**Exercise goal**.
Please put the lines of the material below into a numbered list, leaving out blank lines, starting at the line with "Each instance of the street" and ending with the line with "x=207, y=525". Include both of those lines and nothing outside that range.

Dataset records
+++

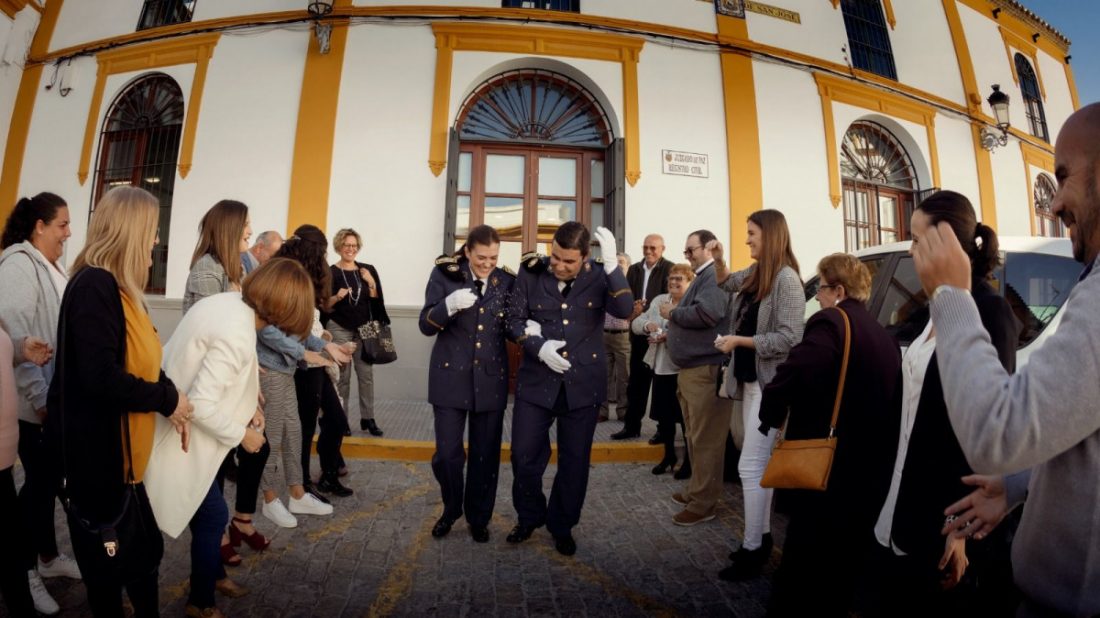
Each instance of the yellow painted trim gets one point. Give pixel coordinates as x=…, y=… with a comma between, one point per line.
x=985, y=166
x=11, y=7
x=888, y=6
x=1021, y=25
x=1042, y=159
x=743, y=136
x=1073, y=85
x=422, y=450
x=452, y=37
x=197, y=48
x=855, y=94
x=1013, y=41
x=23, y=110
x=311, y=167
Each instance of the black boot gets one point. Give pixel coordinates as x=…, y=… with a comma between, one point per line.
x=369, y=425
x=330, y=484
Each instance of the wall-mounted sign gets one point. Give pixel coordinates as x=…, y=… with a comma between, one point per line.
x=772, y=11
x=732, y=8
x=685, y=164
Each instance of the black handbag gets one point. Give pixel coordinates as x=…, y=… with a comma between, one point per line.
x=377, y=338
x=129, y=547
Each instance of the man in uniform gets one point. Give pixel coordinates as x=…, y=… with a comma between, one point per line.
x=557, y=313
x=463, y=309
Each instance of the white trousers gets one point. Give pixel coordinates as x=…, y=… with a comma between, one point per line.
x=755, y=454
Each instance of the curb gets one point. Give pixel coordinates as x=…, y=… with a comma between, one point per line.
x=420, y=451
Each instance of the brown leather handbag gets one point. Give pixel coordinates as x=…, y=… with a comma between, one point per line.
x=805, y=464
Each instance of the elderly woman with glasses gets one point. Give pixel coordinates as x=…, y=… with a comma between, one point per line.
x=356, y=299
x=827, y=532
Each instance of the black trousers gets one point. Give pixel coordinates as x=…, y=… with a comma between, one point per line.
x=105, y=587
x=316, y=393
x=475, y=495
x=250, y=468
x=530, y=453
x=637, y=388
x=13, y=585
x=36, y=497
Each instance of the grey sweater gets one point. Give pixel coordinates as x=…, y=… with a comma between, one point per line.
x=29, y=307
x=1045, y=417
x=693, y=326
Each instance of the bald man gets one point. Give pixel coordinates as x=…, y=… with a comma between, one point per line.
x=1046, y=416
x=647, y=278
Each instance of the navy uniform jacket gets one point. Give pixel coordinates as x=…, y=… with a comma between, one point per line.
x=469, y=365
x=578, y=320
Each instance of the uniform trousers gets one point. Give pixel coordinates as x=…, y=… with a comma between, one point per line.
x=13, y=585
x=475, y=494
x=283, y=430
x=706, y=423
x=530, y=453
x=364, y=372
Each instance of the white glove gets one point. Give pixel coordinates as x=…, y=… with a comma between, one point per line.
x=549, y=355
x=460, y=299
x=607, y=249
x=534, y=329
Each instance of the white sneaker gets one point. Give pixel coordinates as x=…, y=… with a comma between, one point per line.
x=309, y=505
x=43, y=603
x=61, y=566
x=277, y=512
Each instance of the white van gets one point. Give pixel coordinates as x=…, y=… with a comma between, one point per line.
x=1035, y=277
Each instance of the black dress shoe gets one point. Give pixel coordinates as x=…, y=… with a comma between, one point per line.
x=520, y=533
x=330, y=484
x=664, y=465
x=369, y=425
x=565, y=545
x=441, y=527
x=480, y=533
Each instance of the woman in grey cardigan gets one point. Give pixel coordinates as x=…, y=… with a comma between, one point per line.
x=767, y=313
x=33, y=282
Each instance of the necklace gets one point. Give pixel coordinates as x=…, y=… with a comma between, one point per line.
x=353, y=294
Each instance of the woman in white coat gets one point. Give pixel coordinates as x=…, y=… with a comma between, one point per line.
x=212, y=357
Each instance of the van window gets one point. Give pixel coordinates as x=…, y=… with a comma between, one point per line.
x=1036, y=286
x=904, y=310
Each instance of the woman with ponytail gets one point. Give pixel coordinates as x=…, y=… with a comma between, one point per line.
x=912, y=562
x=33, y=280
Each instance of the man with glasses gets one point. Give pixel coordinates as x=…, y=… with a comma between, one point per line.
x=693, y=326
x=647, y=278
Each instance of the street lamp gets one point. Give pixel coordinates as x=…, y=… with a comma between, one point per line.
x=322, y=31
x=999, y=101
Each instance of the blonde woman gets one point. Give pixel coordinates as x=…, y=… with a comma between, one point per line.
x=107, y=387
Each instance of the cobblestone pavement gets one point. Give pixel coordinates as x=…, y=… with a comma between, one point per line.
x=375, y=556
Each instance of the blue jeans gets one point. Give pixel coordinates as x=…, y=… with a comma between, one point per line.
x=207, y=525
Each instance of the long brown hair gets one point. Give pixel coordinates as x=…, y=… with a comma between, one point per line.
x=220, y=232
x=774, y=253
x=120, y=239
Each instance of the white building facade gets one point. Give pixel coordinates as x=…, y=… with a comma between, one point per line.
x=414, y=121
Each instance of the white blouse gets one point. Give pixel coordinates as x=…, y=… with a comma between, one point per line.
x=913, y=367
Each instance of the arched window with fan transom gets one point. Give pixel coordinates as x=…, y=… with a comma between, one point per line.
x=140, y=146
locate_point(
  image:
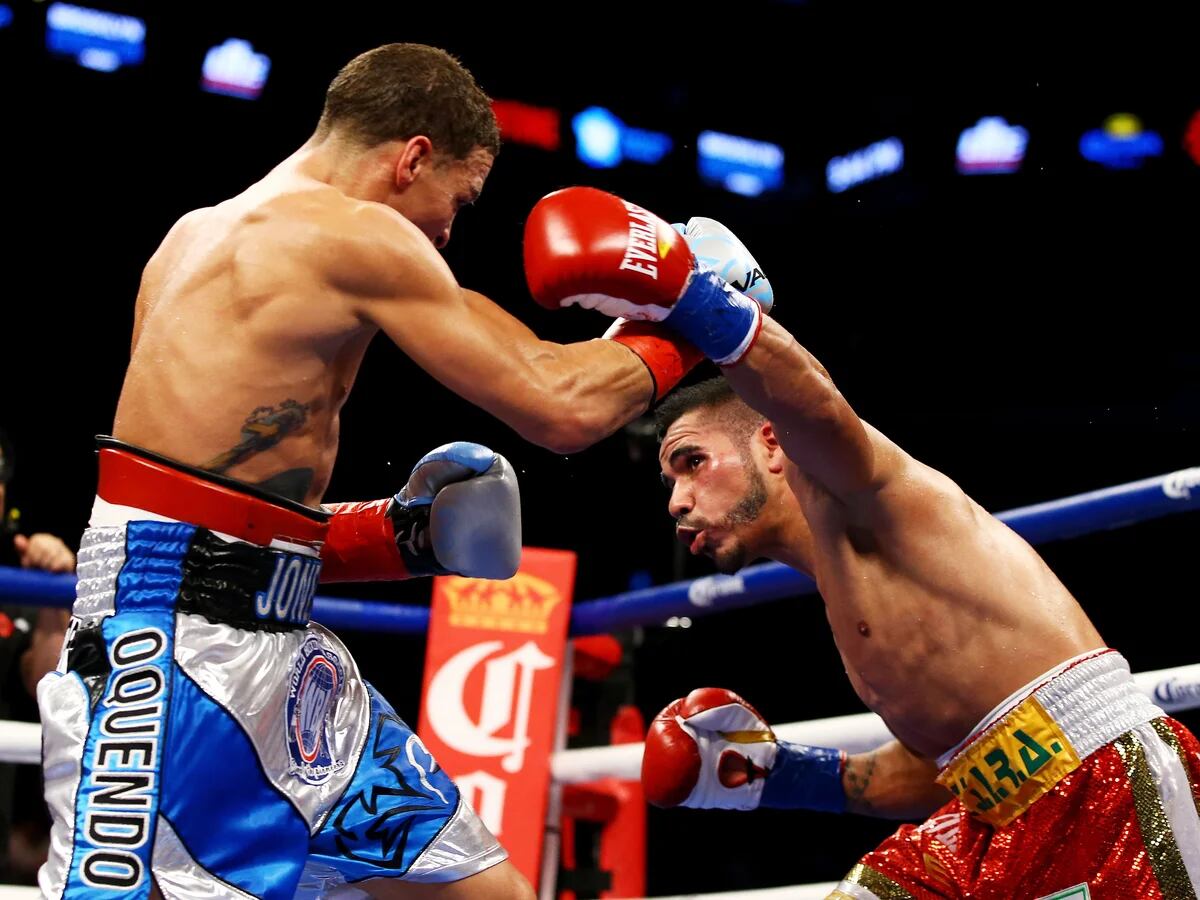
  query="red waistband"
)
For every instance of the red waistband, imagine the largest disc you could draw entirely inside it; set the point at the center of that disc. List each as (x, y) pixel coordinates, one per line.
(129, 478)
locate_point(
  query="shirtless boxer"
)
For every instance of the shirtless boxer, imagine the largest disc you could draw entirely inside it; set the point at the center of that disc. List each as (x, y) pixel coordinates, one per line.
(201, 736)
(1065, 777)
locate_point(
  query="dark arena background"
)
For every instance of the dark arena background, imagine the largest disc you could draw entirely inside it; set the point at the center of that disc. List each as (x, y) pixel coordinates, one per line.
(995, 259)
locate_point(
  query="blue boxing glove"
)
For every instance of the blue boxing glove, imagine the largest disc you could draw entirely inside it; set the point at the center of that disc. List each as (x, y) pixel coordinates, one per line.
(719, 250)
(460, 513)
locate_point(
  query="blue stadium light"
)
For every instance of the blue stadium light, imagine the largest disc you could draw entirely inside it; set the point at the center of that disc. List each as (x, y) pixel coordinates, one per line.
(598, 138)
(603, 141)
(1121, 143)
(991, 147)
(103, 41)
(646, 147)
(234, 70)
(883, 157)
(739, 165)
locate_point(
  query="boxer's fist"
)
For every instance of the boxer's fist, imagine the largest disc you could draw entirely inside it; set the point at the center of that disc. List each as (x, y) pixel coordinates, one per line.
(712, 749)
(460, 513)
(708, 750)
(593, 249)
(718, 249)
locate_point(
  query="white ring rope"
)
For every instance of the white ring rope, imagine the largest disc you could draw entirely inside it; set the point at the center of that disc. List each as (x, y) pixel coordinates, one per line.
(1171, 689)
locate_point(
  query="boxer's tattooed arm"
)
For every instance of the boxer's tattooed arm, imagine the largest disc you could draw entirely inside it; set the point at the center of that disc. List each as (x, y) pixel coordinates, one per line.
(263, 429)
(856, 779)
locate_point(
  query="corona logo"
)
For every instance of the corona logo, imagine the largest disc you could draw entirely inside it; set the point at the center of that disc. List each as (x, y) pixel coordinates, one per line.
(522, 604)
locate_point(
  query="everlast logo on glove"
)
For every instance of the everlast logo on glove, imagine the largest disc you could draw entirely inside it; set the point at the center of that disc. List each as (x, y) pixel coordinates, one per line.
(642, 252)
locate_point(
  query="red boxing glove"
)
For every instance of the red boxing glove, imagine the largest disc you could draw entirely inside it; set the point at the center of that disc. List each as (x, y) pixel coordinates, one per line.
(667, 355)
(361, 544)
(581, 243)
(708, 750)
(589, 247)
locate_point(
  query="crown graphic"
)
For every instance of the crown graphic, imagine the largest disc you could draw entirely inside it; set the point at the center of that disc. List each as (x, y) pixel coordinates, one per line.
(522, 604)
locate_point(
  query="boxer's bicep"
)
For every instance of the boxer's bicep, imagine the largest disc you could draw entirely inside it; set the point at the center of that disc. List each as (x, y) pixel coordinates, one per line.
(558, 396)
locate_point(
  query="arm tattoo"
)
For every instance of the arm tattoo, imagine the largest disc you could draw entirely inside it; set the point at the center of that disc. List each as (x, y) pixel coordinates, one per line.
(857, 781)
(263, 429)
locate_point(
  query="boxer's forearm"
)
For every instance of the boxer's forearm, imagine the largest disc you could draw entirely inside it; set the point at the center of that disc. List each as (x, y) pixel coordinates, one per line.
(815, 425)
(892, 783)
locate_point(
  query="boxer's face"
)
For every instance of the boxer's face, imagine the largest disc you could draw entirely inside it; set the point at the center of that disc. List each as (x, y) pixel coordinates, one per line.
(435, 189)
(718, 491)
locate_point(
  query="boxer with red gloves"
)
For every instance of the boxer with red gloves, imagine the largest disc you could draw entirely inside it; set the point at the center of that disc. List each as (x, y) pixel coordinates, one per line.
(1009, 711)
(209, 531)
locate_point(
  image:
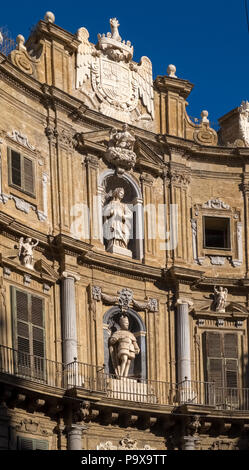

+++

**Solution to the problem**.
1. Each instance of the street lamp gets one point. Give pixel coordinates as x=…, y=… with a comma between, one point per line.
2. x=322, y=31
3. x=999, y=101
4. Each instance of the blonde woman gets one point. Give pixel coordinates as x=…, y=… with a comma between, one point per line.
5. x=107, y=387
6. Each instance of the cobblestone pavement gets one point. Give pixel coordinates as x=…, y=… with a comma between, one point per line.
7. x=375, y=556
8. Each instance of the blue jeans gets one point. Give pixel coordinates as x=…, y=… with a comma between, one point per line.
9. x=207, y=525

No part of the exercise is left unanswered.